= FRAGMENT TEKSTU =
----------

Jeszcze rok temu bym sie z toba niezgodzil, ale po zeszlorocznych "slizgach" na Barumach polarisach I na mokrej szosie (+5 stC) wole ta zime przelatac na letnich Hydragripach niz znowu zalozyc Barumy I. Gdybym mial kase na nowe DOBRE opony zimowe to bym zmienil, ale wole dobre letnie (w miescie) niz kiepsie zimowe.
Natomiast jazda po sniegu na powyzszych barumach byla OK, ale zeszlej zimy jechalem po sniegu moze kilka razy
  
 
Dla jasności sprawy i wyjaśnienia niepewności, zamieszczam artukuł z Motofaktów :
- - - - - - - - - - - - - - - - - - - -


Na zimę inne niż na lato
==================



Już teraz warto zastanowić się nad wyborem ogumienia zimowego, bo przecież u nas nadejście zimy zawsze zaskakuje drogowców.

W warunkach zimowych bezpieczeństwo podróżowania i mobilność zapewnią prawidłowo dobrane opony. Przewaga opon zimowych szczególnie uwidacznia się, gdy spadnie temperatura i mieszanka gumowa opon letnich staje się twarda. Wówczas opona letnia ślizga się i nie przenosi momentu napędowego. Na śniegu, ogumienie letnie jest wręcz niebezpieczne, droga hamowania wzrasta około 2 razy w porównaniu z oponą zimową. To są argumenty, które powinien wziąć pod uwagę każdy kierowca. Opony zimowe trzeba założyć, gdy temperatura powietrza spadnie poniżej 7 stopni C.

----------

= BLOK DANYCH =
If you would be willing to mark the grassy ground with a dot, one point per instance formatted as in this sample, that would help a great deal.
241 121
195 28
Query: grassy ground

----------

= ZADANIE DO WYKONANIA =
Przepisz z tekstu o oponach zimowych część od „Już teraz warto” aż do „7 stopni C.” włącznie, zmieniając „prawidłowo” na „właściwie”.

= ODPOWIEDŹ =
Już teraz warto zastanowić się nad wyborem ogumienia zimowego, bo przecież u nas nadejście zimy zawsze zaskakuje drogowców.

W warunkach zimowych bezpieczeństwo podróżowania i mobilność zapewnią właściwie dobrane opony. Przewaga opon zimowych szczególnie uwidacznia się, gdy spadnie temperatura i mieszanka gumowa opon letnich staje się twarda. Wówczas opona letnia ślizga się i nie przenosi momentu napędowego. Na śniegu, ogumienie letnie jest wręcz niebezpieczne, droga hamowania wzrasta około 2 razy w porównaniu z oponą zimową. To są argumenty, które powinien wziąć pod uwagę każdy kierowca. Opony zimowe trzeba założyć, gdy temperatura powietrza spadnie poniżej 7 stopni C.